-- BEGIN Document excerpt --

# Just got promoted to be closing team lead at a small format store! Any tips? (:



## nihilo (Sep 19, 2021)

Hi everyone! I've been with the company for several years now at my high volume store, so I have a pretty good grasp of the daily operations at my current store, but now I'm moving to a small format! Does anyone have any insight as to what I can expect? Or if any of you are closing tls at a small format, what does your daily routine look like? Any advice for me? Thanks in advance!


----------



## Hardlinesmaster (Sep 19, 2021)

Welcome!


----------



## Yetive (Sep 19, 2021)

Congratulations


----------



## Rarejem (Sep 19, 2021)

My advice to create good will between closing and dayside teams is to have team members just do a simple quick reshop pickup sweep throughout their departments before leaving for the day.  The first impression of what got done on the shift before you come in can set the tone for the day and the "appearance" of a clean department seems to help. Nobody likes to come in to find sweaters hanging out in market or dog food in toys.


----------



## Dream Baby (Sep 19, 2021)

Make sure management schedules TMs to close in every department unless you like going to get carts and running back to electronics.


----------



## bloodyred (Sep 19, 2021)

Dream Baby said:


> Make sure management schedules TMs to close in every department unless you like going to get carts and running back to electronics.


agree with this!  also set tone early on with expectations with guest interactions, specifically the phone.  Closing can affect NPS, just as much of the dayside!  Our GM team is beyond bad at logging in and we don't have GM leads or Etl's that care about this! It is so frustrating for Guest service/Specialty teams.  When I close now I literally ask for TM's device as I come by and check to see if they are signed in the phone, if not I sign them in and make note to email out those names to receive workday performance conversation, especially if those TM's should know better; eg not new to the store, if they don't know, show them!  C.C. HR/Etl's in your e-mail to those leads so it gets done, if you have to take things further with TM's, partner with the department lead and if come down to it set a time when you, the dept. lead and issued TM is there to have a conversation together and sit down with the lead after to make sure it gets documented.


----------



## happygoth (Sep 19, 2021)

-- END Document excerpt --
-- BEGIN Data --

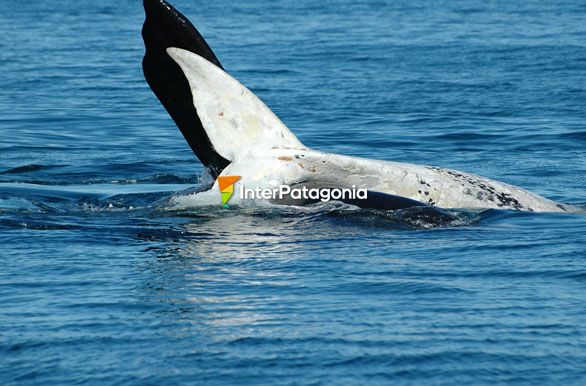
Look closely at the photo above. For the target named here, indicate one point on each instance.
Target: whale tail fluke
(165, 27)
(219, 117)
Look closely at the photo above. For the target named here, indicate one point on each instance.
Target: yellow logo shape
(226, 185)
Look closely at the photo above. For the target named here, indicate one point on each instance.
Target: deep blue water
(98, 285)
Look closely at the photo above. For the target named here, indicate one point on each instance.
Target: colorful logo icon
(226, 185)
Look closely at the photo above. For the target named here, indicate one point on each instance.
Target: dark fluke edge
(165, 27)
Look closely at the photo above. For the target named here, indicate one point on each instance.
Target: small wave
(29, 168)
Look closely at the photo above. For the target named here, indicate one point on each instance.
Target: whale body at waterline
(234, 133)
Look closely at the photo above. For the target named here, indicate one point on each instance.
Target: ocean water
(101, 285)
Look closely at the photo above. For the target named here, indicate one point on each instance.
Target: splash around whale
(233, 133)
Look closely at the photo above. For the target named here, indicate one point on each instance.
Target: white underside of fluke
(265, 153)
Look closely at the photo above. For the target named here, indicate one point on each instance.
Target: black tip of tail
(166, 27)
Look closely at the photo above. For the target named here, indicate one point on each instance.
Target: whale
(233, 133)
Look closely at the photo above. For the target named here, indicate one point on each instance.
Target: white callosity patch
(236, 121)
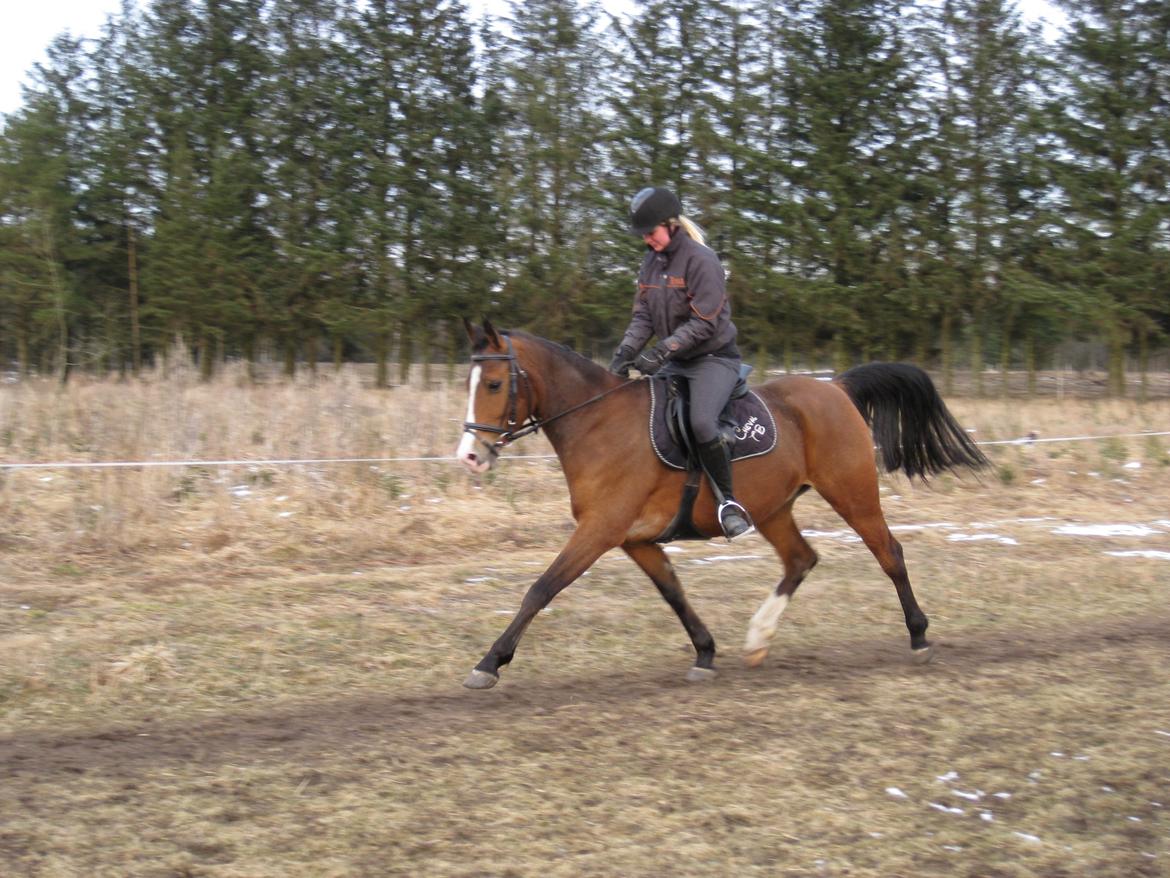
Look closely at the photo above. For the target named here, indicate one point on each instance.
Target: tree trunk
(382, 357)
(1030, 363)
(947, 352)
(206, 359)
(311, 347)
(1116, 362)
(289, 358)
(1143, 364)
(405, 351)
(136, 348)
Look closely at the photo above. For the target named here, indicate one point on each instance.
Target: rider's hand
(651, 361)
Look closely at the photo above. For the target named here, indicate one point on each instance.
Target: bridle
(510, 432)
(531, 424)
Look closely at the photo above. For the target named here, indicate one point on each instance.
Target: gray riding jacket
(682, 300)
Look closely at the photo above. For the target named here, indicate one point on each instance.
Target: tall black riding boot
(716, 460)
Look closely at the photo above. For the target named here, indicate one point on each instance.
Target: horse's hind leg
(655, 564)
(861, 509)
(798, 558)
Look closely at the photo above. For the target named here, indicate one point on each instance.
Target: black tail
(909, 420)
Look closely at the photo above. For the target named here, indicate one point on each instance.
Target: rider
(682, 301)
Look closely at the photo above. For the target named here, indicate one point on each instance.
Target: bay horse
(621, 494)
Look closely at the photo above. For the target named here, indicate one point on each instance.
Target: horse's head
(499, 398)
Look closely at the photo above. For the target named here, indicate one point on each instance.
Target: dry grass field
(254, 670)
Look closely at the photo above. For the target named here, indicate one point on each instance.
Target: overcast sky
(28, 29)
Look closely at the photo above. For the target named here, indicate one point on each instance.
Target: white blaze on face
(466, 452)
(764, 622)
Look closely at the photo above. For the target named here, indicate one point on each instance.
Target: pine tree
(1112, 165)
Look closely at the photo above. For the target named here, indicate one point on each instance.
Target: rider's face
(658, 239)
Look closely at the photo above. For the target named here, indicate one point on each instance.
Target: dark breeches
(710, 382)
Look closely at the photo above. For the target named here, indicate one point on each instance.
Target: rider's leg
(711, 381)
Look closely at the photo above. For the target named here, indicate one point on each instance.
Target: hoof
(923, 656)
(481, 680)
(755, 658)
(700, 674)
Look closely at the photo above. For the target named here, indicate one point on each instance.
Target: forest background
(310, 180)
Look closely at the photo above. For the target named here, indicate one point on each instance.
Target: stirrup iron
(735, 529)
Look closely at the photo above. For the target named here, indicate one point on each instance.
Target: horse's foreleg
(584, 547)
(655, 564)
(798, 558)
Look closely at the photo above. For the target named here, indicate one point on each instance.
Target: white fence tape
(318, 461)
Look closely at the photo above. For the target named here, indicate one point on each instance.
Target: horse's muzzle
(475, 454)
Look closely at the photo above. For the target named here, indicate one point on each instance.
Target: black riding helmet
(652, 207)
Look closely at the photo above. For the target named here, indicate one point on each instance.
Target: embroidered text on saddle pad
(754, 427)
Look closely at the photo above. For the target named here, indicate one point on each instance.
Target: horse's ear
(490, 331)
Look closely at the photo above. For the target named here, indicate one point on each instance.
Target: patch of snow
(945, 809)
(981, 537)
(1106, 530)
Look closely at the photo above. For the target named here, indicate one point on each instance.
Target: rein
(532, 423)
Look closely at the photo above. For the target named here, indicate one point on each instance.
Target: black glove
(651, 361)
(623, 361)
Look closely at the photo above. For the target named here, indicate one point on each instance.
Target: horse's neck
(566, 385)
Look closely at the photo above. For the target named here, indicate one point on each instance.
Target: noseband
(510, 432)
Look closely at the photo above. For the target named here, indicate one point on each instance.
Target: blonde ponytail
(692, 228)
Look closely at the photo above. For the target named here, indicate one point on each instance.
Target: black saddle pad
(748, 419)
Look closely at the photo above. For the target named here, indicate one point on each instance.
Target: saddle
(745, 424)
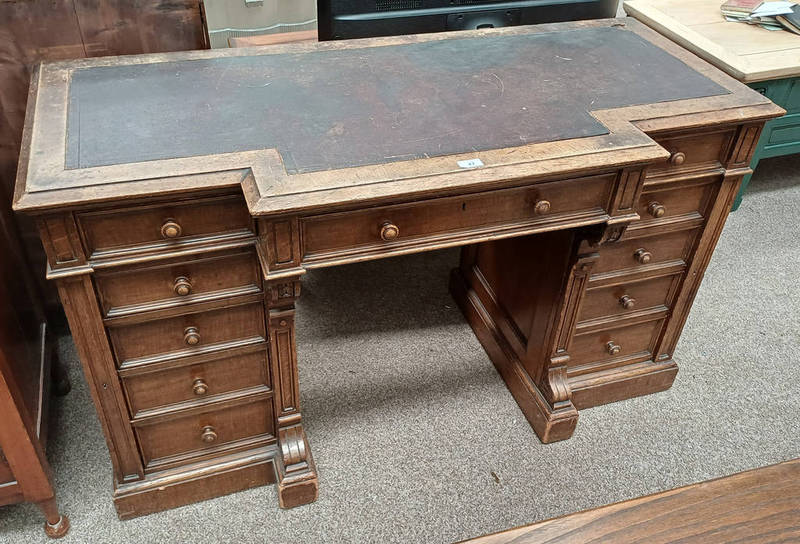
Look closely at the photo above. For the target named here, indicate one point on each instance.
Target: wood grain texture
(26, 372)
(269, 187)
(155, 263)
(758, 506)
(32, 31)
(748, 53)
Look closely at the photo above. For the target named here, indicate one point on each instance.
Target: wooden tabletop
(747, 52)
(320, 125)
(758, 507)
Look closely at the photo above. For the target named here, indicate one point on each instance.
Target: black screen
(346, 19)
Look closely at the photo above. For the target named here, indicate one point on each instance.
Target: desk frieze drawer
(412, 223)
(628, 296)
(195, 382)
(693, 152)
(667, 202)
(186, 334)
(613, 346)
(176, 282)
(182, 438)
(162, 226)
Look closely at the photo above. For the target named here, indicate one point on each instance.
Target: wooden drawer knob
(199, 387)
(209, 435)
(183, 287)
(542, 207)
(643, 256)
(191, 336)
(677, 159)
(656, 209)
(170, 229)
(389, 231)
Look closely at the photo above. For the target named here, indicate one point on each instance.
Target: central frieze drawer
(205, 432)
(534, 204)
(187, 333)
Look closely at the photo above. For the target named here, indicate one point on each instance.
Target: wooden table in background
(181, 207)
(32, 31)
(768, 61)
(757, 507)
(26, 354)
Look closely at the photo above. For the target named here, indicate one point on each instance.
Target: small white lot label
(471, 163)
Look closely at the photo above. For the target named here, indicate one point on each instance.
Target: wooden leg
(61, 384)
(56, 524)
(297, 475)
(523, 313)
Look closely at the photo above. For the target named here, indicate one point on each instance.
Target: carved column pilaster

-- END Data --

■ Complete the following
A) List the usernames shown in the post headers of the forum thread about the new closing team lead.
B) Gather every line of the listing that contains the word "whale".

■ Full solutions
A) nihilo, Hardlinesmaster, Yetive, Rarejem, Dream Baby, bloodyred, happygoth

B)
Target: whale tail fluke
Target: whale body at waterline
Target: splash around whale
Target: whale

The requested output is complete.